Point labeling data based on photos
┌──
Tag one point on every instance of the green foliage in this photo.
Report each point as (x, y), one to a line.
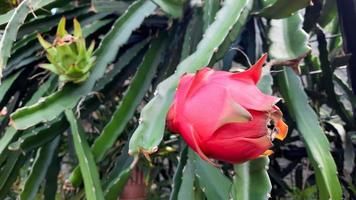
(150, 131)
(68, 56)
(72, 141)
(87, 165)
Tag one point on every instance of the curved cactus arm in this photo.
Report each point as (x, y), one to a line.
(282, 8)
(52, 106)
(234, 33)
(251, 180)
(4, 18)
(150, 131)
(39, 169)
(17, 19)
(292, 91)
(125, 110)
(171, 7)
(87, 164)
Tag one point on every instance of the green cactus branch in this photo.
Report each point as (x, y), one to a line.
(52, 106)
(150, 131)
(12, 27)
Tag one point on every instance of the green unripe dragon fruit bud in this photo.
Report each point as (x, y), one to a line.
(68, 56)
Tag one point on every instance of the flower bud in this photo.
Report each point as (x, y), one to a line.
(68, 56)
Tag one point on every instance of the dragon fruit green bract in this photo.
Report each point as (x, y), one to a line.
(68, 56)
(224, 116)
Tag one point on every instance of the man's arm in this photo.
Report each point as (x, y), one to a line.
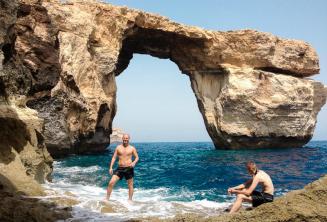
└──
WRITTEN PROBLEM
Retype all of the data above word for word, omitting the pictures.

RESULT OF THE TASK
Tag one point on every instance of the green foliage in this photo.
Report each point as (x, y), one to a line.
(150, 131)
(68, 56)
(72, 141)
(87, 165)
Tag one point on every instance of the curved cactus arm in this photo.
Report each point as (x, y), one to a line.
(282, 8)
(52, 106)
(234, 33)
(251, 180)
(4, 18)
(150, 131)
(39, 169)
(17, 19)
(292, 91)
(125, 110)
(171, 7)
(87, 164)
Tag one point on every instance of the green cactus branch in this photo.
Report each point as (x, y), one to a line.
(52, 106)
(150, 131)
(12, 27)
Tag one point on every instance of the green unripe dragon fruit bud in this photo.
Report each point as (x, y), one to a line.
(68, 56)
Tag one point on every instance of the flower bud in this photo.
Report each point as (x, y), one to a line.
(68, 56)
Tag one point on every instance of the dragon fruit green bract in this photo.
Report each point as (x, y), one to a line.
(68, 56)
(224, 116)
Tag one point on every instance of the man's arm in this photo.
Report each point as (x, y), one to a line.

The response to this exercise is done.